Show a single frame from a previously stored image frame sequence
IML_SINT display_image ( iml_ubyte_image IML_REF Image, mvl_screen_position IML_REF DestPos)
Copy the requested image directly to the display without having to copy it to off screen memory and make a blit sequence
IML_SINT display_image ( iml_byte_image IML_REF Image, mvl_screen_position IML_REF DestPos)
Same as above, but for *signed* byte images
H: Easy methods for choosing image presentation locations.
IML_USINT get_display_array_size (IML_USINT XSize, IML_USINT YSize, IML_USINT Spacing=0)
Calculates the number of images what will fit on the display, given XSize, YSize, and Spacing
IML_USINT get_display_array_size (iml_image IML_REF Image, IML_USINT Spacing=0)
Same as above, but gets image XSize and YSize from the image passed in
mvl_screen_position get_grid_size (IML_USINT XSize, IML_USINT YSize, IML_USINT Spacing=0)
Just like the calls above, this call calculates the number of images what will fit on the display, given XSize, YSize, and Spacing
mvl_screen_position get_grid_size (iml_image IML_REF Image, IML_USINT Spacing=0)
Same as above, but gets image XSize and YSize from the image passed in
mvl_screen_position get_screen_position (IML_SINT ImageIndex, IML_USINT XSize, IML_USINT YSize, IML_USINT Spacing=0)
Calculate an mvl_screen_position that will place an image of the specified size into the requested location
mvl_screen_position get_screen_position (IML_SINT ImageIndex, iml_image IML_REF Image, IML_USINT Spacing=0)
Same as above, but gets image XSize and YSize from the image passed in
mvl_screen_position get_screen_position (mvl_screen_position & XY, IML_USINT XSize, IML_USINT YSize, IML_USINT Spacing=0)

##############################

● **STATED GOAL A**:
Answer these about the display function reference, one line each:
(i) According to the first display_image entry, what does that call avoid having to do?
(ii) In the get_display_array_size signatures, what default value is given for Spacing?
(iii) What does the first get_screen_position entry say that call calculates?
● **STATED GOAL B**: Please quote the stretch of the display function reference from "Just like the" through "XY, IML_USINT XSize, IML_USINT YSize, IML_USINT Spacing=0)".

● **DATA EXTRACT**:
##############################

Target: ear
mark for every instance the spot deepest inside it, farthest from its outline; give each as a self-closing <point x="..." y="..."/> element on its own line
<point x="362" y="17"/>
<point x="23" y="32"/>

##############################

● **WRITTEN ANSWER A**:
(i) It avoids having to copy the image to off screen memory and make a blit sequence.
(ii) 0
(iii) An mvl_screen_position that will place an image of the specified size into the requested location.

● **WRITTEN ANSWER B**:
Just like the calls above, this call calculates the number of images what will fit on the display, given XSize, YSize, and Spacing
mvl_screen_position get_grid_size (iml_image IML_REF Image, IML_USINT Spacing=0)
Same as above, but gets image XSize and YSize from the image passed in
mvl_screen_position get_screen_position (IML_SINT ImageIndex, IML_USINT XSize, IML_USINT YSize, IML_USINT Spacing=0)
Calculate an mvl_screen_position that will place an image of the specified size into the requested location
mvl_screen_position get_screen_position (IML_SINT ImageIndex, iml_image IML_REF Image, IML_USINT Spacing=0)
Same as above, but gets image XSize and YSize from the image passed in
mvl_screen_position get_screen_position (mvl_screen_position & XY, IML_USINT XSize, IML_USINT YSize, IML_USINT Spacing=0)